# TASK PROMPT
Do these statements agree with the Free Air column below? (a) Congress auctioned off the digital spectrum to broadcasters. (b) Local TV stations could not transmit digital signals on their existing analog channels. (c) Senator John McCain called the grant one of the great rip-offs in American history. For each, answer yes or no and quote the words of the column that decide it.

# QUOTED PASSAGE
————————

October 15, 2004

Free Air

THE FINANCIAL PAGE
by James Surowiecki [New Yorker]
[PDF]

the financial page
Free Air
by James Surowiecki

In the late nineties, Washington policymakers took up a noble cause. There was a new technology, digital television, that almost everyone agreed would eventually revolutionize tv, but—quelle horreur—almost no one was adopting it. Among other things, local tv stations couldn’t transmit digital signals on their existing analog channels. They needed digital spectrum. (If you think of the electromagnetic spectrum as a highway, digital and analog signals travel in different lanes.) So Congress decided to give the stations a leg up—or, rather, a handout. Instead of auctioning off the digital spectrum (which might have brought in new competitors, not to mention money), or simply asking broadcasters to pay for it (it was worth, conservatively, tens of billions of dollars), Congress offered it to them free. It was, as Reed Hundt, who was the F.C.C. chairman, said at the time, “the largest single grant of public property to … the private sector in this century.” Senator John McCain was a little more blunt. He called it “one of the great rip-offs in American history.”

————————

Records from a point labeling set
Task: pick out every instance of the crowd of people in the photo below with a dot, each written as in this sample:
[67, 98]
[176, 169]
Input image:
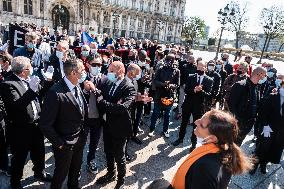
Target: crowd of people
[66, 91]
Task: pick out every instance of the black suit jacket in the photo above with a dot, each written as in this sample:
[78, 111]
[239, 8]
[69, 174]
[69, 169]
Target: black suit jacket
[61, 119]
[118, 115]
[54, 61]
[198, 100]
[18, 101]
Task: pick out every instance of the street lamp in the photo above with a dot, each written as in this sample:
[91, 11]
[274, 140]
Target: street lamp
[115, 17]
[223, 18]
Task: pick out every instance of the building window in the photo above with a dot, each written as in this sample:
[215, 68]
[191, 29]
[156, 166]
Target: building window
[7, 5]
[41, 5]
[28, 7]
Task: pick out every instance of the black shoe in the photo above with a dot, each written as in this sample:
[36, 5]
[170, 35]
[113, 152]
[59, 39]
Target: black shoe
[252, 172]
[177, 142]
[44, 176]
[193, 146]
[263, 169]
[119, 184]
[136, 140]
[106, 179]
[16, 185]
[128, 157]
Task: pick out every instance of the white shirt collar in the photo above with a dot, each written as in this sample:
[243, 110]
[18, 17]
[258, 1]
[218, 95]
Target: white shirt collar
[69, 84]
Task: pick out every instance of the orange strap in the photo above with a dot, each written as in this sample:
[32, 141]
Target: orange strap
[178, 181]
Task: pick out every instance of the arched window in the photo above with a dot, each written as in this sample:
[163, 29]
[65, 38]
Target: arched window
[7, 5]
[28, 7]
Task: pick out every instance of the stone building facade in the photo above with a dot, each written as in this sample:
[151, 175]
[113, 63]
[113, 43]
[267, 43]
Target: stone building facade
[152, 19]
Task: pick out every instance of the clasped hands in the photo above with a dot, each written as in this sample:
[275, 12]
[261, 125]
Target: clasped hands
[198, 88]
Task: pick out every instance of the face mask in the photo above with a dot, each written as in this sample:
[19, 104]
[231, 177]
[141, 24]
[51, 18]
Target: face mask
[94, 51]
[111, 76]
[218, 66]
[95, 70]
[59, 55]
[239, 72]
[281, 91]
[85, 53]
[137, 77]
[278, 82]
[210, 68]
[270, 74]
[83, 77]
[30, 45]
[262, 80]
[199, 72]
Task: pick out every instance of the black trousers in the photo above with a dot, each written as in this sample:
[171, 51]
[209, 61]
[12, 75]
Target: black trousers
[3, 148]
[95, 134]
[245, 127]
[188, 109]
[114, 148]
[24, 139]
[68, 160]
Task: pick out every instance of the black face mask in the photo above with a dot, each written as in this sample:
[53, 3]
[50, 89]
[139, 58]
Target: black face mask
[239, 72]
[199, 72]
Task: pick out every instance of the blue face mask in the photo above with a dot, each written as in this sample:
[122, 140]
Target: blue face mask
[270, 74]
[30, 45]
[278, 82]
[111, 76]
[262, 80]
[83, 77]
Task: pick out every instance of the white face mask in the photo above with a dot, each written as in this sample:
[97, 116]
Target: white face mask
[281, 91]
[59, 55]
[210, 68]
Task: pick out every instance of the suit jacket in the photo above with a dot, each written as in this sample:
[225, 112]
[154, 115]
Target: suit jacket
[198, 100]
[18, 101]
[54, 61]
[118, 115]
[61, 119]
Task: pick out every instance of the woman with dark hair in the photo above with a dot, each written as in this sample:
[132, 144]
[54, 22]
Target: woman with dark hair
[211, 164]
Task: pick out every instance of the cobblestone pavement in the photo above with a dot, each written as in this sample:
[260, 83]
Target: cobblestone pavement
[155, 158]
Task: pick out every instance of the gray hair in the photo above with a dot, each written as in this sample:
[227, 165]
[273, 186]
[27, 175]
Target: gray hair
[72, 64]
[19, 64]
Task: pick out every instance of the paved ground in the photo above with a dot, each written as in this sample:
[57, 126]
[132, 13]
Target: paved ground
[155, 158]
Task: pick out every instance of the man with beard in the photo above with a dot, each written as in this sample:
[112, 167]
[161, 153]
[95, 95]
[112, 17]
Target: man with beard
[197, 89]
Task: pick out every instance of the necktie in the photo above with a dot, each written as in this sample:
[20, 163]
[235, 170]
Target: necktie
[283, 109]
[112, 89]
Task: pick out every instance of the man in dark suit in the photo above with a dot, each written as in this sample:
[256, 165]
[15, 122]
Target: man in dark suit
[62, 122]
[57, 60]
[21, 94]
[114, 101]
[197, 89]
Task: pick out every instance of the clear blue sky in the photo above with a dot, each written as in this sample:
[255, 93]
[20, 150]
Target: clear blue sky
[208, 9]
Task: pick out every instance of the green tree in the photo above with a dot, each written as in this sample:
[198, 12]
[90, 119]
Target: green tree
[239, 20]
[193, 29]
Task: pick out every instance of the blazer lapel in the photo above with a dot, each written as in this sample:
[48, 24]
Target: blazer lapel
[70, 96]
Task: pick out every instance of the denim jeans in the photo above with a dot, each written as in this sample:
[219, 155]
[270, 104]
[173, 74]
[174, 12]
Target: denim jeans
[156, 114]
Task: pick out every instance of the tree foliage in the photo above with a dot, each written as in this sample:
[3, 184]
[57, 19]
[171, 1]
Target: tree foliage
[193, 29]
[238, 22]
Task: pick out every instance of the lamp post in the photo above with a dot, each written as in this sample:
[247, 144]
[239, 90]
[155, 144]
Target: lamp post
[223, 17]
[268, 27]
[115, 17]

————————

# ANSWER IN FULL
(a) No: "Instead of auctioning off the digital spectrum" and "Congress offered it to them free."
(b) Yes: "local tv stations couldn’t transmit digital signals on their existing analog channels."
(c) Yes: "He called it “one of the great rip-offs in American history.”"